* **Work request**
Exactly the lines from the one containing "Could you spot the white running" through the final line of the listing are to be retyped, and nothing more.

* **The data**
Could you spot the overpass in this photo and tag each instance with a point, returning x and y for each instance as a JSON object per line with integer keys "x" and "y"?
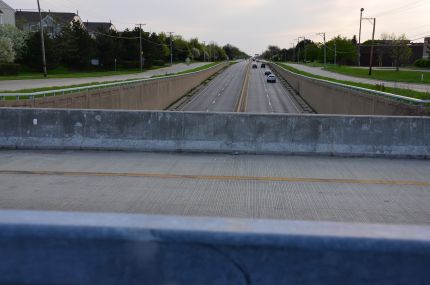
{"x": 132, "y": 197}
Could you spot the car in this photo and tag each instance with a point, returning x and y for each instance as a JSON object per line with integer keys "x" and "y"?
{"x": 271, "y": 78}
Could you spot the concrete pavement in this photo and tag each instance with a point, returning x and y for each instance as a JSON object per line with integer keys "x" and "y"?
{"x": 358, "y": 190}
{"x": 320, "y": 72}
{"x": 13, "y": 85}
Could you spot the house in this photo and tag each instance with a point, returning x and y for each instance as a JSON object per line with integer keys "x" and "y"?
{"x": 52, "y": 22}
{"x": 99, "y": 27}
{"x": 7, "y": 14}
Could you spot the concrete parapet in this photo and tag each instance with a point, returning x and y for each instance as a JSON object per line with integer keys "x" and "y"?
{"x": 77, "y": 248}
{"x": 372, "y": 136}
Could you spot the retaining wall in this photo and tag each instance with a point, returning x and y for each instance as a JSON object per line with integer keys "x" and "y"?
{"x": 327, "y": 98}
{"x": 75, "y": 248}
{"x": 154, "y": 94}
{"x": 223, "y": 132}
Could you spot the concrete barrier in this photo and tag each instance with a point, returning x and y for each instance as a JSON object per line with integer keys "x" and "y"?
{"x": 371, "y": 136}
{"x": 150, "y": 94}
{"x": 328, "y": 98}
{"x": 76, "y": 248}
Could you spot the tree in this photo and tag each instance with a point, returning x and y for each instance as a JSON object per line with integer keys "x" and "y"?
{"x": 77, "y": 46}
{"x": 400, "y": 51}
{"x": 17, "y": 38}
{"x": 7, "y": 53}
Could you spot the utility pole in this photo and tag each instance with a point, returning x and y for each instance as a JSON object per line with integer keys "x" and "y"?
{"x": 42, "y": 39}
{"x": 204, "y": 51}
{"x": 171, "y": 48}
{"x": 325, "y": 48}
{"x": 140, "y": 44}
{"x": 373, "y": 44}
{"x": 335, "y": 53}
{"x": 359, "y": 37}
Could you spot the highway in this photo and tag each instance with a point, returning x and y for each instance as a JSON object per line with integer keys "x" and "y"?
{"x": 358, "y": 190}
{"x": 267, "y": 98}
{"x": 222, "y": 93}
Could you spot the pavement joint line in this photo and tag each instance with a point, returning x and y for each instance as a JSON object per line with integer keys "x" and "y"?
{"x": 220, "y": 177}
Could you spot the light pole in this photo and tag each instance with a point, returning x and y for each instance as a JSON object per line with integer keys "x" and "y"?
{"x": 42, "y": 39}
{"x": 359, "y": 37}
{"x": 140, "y": 46}
{"x": 325, "y": 48}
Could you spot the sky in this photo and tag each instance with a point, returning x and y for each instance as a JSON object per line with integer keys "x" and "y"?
{"x": 252, "y": 25}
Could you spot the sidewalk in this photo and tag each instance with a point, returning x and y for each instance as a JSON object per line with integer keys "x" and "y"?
{"x": 320, "y": 72}
{"x": 14, "y": 85}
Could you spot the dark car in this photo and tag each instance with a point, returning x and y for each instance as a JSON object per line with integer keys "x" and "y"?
{"x": 271, "y": 78}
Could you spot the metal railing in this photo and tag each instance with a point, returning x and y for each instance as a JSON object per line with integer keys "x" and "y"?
{"x": 87, "y": 88}
{"x": 409, "y": 100}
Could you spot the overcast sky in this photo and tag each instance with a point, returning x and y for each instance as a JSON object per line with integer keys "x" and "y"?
{"x": 252, "y": 24}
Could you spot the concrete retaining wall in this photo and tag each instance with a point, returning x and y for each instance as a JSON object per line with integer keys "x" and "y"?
{"x": 326, "y": 98}
{"x": 111, "y": 249}
{"x": 223, "y": 132}
{"x": 156, "y": 94}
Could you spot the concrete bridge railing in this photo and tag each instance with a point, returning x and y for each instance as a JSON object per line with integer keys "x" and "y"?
{"x": 115, "y": 249}
{"x": 370, "y": 136}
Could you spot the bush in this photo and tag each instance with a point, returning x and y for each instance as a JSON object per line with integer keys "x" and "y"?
{"x": 9, "y": 69}
{"x": 422, "y": 63}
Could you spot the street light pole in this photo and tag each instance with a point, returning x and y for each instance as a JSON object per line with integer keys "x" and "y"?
{"x": 359, "y": 37}
{"x": 42, "y": 39}
{"x": 325, "y": 48}
{"x": 140, "y": 45}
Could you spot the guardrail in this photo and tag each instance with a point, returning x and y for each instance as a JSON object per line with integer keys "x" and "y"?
{"x": 408, "y": 100}
{"x": 58, "y": 92}
{"x": 81, "y": 248}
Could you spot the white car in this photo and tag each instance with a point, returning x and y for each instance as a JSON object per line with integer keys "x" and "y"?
{"x": 271, "y": 78}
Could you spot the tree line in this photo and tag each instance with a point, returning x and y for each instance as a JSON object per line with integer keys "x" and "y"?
{"x": 76, "y": 48}
{"x": 343, "y": 51}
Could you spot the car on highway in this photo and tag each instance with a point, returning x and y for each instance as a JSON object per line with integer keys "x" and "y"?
{"x": 271, "y": 78}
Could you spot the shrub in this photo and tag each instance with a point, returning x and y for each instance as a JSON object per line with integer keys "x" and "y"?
{"x": 9, "y": 69}
{"x": 422, "y": 63}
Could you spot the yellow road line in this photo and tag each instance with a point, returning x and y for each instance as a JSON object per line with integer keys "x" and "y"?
{"x": 213, "y": 177}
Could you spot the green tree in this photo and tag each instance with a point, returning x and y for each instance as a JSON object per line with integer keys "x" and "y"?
{"x": 77, "y": 46}
{"x": 7, "y": 54}
{"x": 17, "y": 38}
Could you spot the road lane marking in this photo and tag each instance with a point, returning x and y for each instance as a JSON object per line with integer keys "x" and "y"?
{"x": 221, "y": 177}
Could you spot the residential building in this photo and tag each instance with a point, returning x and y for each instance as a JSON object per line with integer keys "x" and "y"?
{"x": 52, "y": 22}
{"x": 7, "y": 14}
{"x": 99, "y": 27}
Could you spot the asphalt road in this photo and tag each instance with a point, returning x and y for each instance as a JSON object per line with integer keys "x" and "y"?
{"x": 359, "y": 190}
{"x": 266, "y": 97}
{"x": 222, "y": 93}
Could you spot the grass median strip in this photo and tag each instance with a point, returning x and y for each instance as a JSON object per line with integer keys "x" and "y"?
{"x": 213, "y": 177}
{"x": 397, "y": 91}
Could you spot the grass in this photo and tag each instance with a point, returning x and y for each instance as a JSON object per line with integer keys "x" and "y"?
{"x": 397, "y": 91}
{"x": 95, "y": 83}
{"x": 66, "y": 73}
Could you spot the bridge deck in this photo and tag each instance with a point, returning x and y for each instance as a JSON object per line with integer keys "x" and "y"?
{"x": 275, "y": 187}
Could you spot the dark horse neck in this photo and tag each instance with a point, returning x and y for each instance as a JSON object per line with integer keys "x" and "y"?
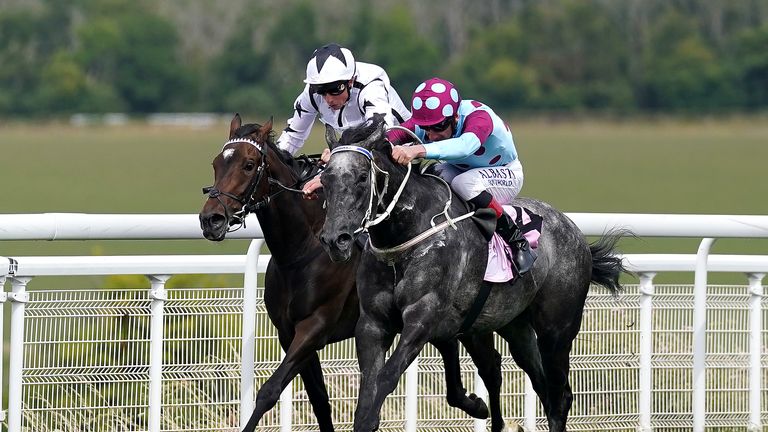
{"x": 428, "y": 193}
{"x": 289, "y": 222}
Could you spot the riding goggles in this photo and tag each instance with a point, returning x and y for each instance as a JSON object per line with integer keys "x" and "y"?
{"x": 439, "y": 127}
{"x": 333, "y": 89}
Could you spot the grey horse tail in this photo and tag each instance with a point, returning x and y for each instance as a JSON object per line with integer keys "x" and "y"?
{"x": 606, "y": 265}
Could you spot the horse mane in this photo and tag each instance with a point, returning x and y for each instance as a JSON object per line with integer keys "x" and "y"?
{"x": 298, "y": 166}
{"x": 359, "y": 133}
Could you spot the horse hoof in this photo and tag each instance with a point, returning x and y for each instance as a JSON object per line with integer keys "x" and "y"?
{"x": 514, "y": 427}
{"x": 478, "y": 409}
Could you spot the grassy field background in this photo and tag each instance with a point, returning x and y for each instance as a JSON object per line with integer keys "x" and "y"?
{"x": 638, "y": 166}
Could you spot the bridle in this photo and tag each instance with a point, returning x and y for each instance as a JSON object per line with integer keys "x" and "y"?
{"x": 247, "y": 200}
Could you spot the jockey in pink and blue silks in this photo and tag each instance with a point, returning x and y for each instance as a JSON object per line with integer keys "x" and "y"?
{"x": 480, "y": 160}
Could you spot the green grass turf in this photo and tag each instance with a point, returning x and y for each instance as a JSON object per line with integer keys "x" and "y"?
{"x": 648, "y": 166}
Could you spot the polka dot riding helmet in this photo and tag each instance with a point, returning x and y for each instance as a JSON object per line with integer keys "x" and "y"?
{"x": 433, "y": 101}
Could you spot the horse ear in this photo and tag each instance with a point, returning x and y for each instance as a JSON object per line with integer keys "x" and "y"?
{"x": 234, "y": 125}
{"x": 330, "y": 136}
{"x": 375, "y": 138}
{"x": 263, "y": 134}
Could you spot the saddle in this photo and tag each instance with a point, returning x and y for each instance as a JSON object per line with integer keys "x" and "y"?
{"x": 500, "y": 267}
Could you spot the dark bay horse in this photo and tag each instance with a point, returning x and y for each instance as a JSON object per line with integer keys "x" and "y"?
{"x": 311, "y": 300}
{"x": 425, "y": 289}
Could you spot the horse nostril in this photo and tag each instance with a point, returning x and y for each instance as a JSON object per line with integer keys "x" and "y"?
{"x": 216, "y": 220}
{"x": 344, "y": 240}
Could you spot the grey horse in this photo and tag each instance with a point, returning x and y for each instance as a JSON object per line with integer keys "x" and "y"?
{"x": 424, "y": 289}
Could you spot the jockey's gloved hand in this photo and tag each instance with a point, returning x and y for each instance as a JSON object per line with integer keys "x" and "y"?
{"x": 325, "y": 156}
{"x": 428, "y": 166}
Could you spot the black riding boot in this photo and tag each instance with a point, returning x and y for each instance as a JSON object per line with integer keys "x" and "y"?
{"x": 523, "y": 256}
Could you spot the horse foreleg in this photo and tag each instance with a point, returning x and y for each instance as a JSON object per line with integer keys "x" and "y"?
{"x": 372, "y": 341}
{"x": 488, "y": 361}
{"x": 307, "y": 340}
{"x": 521, "y": 339}
{"x": 413, "y": 338}
{"x": 456, "y": 394}
{"x": 312, "y": 375}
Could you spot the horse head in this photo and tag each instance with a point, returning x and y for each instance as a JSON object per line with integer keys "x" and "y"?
{"x": 349, "y": 181}
{"x": 239, "y": 178}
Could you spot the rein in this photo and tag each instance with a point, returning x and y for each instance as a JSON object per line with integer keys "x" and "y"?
{"x": 369, "y": 220}
{"x": 247, "y": 199}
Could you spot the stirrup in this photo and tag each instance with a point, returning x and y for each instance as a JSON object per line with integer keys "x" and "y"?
{"x": 524, "y": 259}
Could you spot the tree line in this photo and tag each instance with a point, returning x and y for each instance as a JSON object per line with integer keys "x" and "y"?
{"x": 141, "y": 56}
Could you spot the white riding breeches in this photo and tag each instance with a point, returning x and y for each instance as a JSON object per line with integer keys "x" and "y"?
{"x": 504, "y": 182}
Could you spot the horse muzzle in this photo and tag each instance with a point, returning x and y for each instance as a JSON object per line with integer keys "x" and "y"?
{"x": 338, "y": 246}
{"x": 214, "y": 226}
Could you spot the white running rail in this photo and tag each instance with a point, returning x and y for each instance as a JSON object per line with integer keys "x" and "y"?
{"x": 64, "y": 226}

* **Solution for this task**
Could you spot the white running rail in this photo and tag each instance with a point, returning x and y for each instance as a JSON object per line with integer keys "x" and "y"?
{"x": 64, "y": 226}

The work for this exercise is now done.